Why no value-flip mutation: creates duplicates - the same row has two queens.
Chromosome: a fixed-length sequence of moves U / D / L / R - e.g. length 31 (the longest known optimal solution length). Genes = the move at each step.
Fitness: Manhattan distance of the final state from the goal after applying the move sequence to the initial state.
Crossover: single-point or two-point on the move sequence is fine - there is no permutation constraint.
Mutation: replace one move with another from {U, D, L, R}. Avoid producing immediate U-D or L-R that "dance" without progress.
Communication. HC restarts are independent runs; GA individuals share information through selection and crossover.
Roulette assigns probability proportional to fitness. To minimize, you must transform the fitness (1/f or C-f), but the transformation is subjective: the offset C changes the bully effect dramatically.

+ + + +

▸ **Task instructions**
Extend the genetic algorithm notes beyond their final point about roulette selection. The data that follows has nothing to do with the genetic algorithm notes.

▸ **Entries supplied**
+ + + +

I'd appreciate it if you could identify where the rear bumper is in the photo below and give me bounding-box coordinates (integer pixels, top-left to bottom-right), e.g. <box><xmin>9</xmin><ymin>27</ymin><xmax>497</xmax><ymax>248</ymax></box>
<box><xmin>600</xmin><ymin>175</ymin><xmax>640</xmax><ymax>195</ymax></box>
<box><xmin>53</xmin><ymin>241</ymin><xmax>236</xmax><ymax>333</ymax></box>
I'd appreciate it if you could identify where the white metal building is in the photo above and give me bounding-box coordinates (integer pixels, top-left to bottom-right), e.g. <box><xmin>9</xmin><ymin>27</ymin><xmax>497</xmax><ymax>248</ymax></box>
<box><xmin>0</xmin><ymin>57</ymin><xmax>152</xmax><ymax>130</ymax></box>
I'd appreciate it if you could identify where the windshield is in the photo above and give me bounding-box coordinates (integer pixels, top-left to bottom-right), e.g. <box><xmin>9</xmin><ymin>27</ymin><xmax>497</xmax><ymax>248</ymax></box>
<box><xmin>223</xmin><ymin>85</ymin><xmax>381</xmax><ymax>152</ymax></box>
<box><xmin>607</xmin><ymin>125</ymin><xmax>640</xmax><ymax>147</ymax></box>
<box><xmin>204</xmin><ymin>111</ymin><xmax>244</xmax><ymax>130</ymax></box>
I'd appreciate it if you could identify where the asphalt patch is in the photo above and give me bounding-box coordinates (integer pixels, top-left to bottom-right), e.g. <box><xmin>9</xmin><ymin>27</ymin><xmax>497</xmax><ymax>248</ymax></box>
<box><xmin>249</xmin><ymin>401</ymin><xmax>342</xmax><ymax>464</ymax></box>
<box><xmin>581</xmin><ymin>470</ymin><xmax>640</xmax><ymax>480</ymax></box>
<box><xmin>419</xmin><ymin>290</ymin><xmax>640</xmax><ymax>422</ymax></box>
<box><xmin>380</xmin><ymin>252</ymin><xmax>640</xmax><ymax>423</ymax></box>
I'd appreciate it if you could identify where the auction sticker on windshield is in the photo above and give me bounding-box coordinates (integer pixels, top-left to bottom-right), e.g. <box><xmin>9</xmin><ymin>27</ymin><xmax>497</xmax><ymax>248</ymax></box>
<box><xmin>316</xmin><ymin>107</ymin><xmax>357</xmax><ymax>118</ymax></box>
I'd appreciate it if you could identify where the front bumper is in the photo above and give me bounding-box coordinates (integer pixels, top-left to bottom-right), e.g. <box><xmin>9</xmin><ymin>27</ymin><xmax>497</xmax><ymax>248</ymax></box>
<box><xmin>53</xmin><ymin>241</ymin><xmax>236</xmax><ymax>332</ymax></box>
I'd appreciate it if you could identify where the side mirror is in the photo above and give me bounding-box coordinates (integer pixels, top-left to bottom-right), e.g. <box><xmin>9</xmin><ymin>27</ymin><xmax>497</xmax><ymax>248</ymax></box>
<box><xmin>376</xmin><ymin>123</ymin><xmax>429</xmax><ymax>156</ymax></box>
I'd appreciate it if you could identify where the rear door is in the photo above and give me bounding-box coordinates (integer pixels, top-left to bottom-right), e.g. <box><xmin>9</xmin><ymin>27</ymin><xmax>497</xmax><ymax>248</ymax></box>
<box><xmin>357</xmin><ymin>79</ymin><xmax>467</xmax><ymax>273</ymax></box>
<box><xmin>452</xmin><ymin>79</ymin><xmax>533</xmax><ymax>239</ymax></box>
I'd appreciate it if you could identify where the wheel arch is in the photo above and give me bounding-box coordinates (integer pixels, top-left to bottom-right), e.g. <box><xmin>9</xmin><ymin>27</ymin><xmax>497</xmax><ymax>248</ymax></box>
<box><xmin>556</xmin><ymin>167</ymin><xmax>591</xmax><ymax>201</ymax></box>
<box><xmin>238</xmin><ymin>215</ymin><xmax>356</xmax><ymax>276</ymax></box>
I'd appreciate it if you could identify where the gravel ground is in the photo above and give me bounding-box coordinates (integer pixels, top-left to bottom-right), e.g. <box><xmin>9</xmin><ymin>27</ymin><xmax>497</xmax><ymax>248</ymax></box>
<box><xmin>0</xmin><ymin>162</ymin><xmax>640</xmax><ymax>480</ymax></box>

+ + + +

▸ **Exercise output**
Without replacement of the opponent, the weakest is always paired against someone and always loses - it dies. With replacement, the weakest can be paired against itself with low probability, so it has a tiny but nonzero chance of surviving. The doctor preferred with-replacement: "the weak must have a chance."
Uniform crossover at 50/50 is essentially random. Schemata are destroyed every generation. Aggressive exploration with no preserved structure.
Mutation and crossover destroy schemata. If they destroy a lot, you need elitism to reserve slots for the strong. If they destroy little, the strong already survive on their own and elitism just turns them into bullies.
Generational: parents always die - healthy turnover, risk of losing strong parents whose children are weak. Steady-state: parents and children compete together - strong survives forever, premature convergence is the risk.
Pop = 1 is hill climbing. Pop = budget with one generation is random search. Choose the population size based on whether the landscape needs more exploration (large pop) or more exploitation (more generations).
Without crossover, each parent only mutates copies of itself - no information passes between individuals. That is evolution strategy, not genetic algorithm. Many "GA on permutation problems" papers are evolution strategies in disguise.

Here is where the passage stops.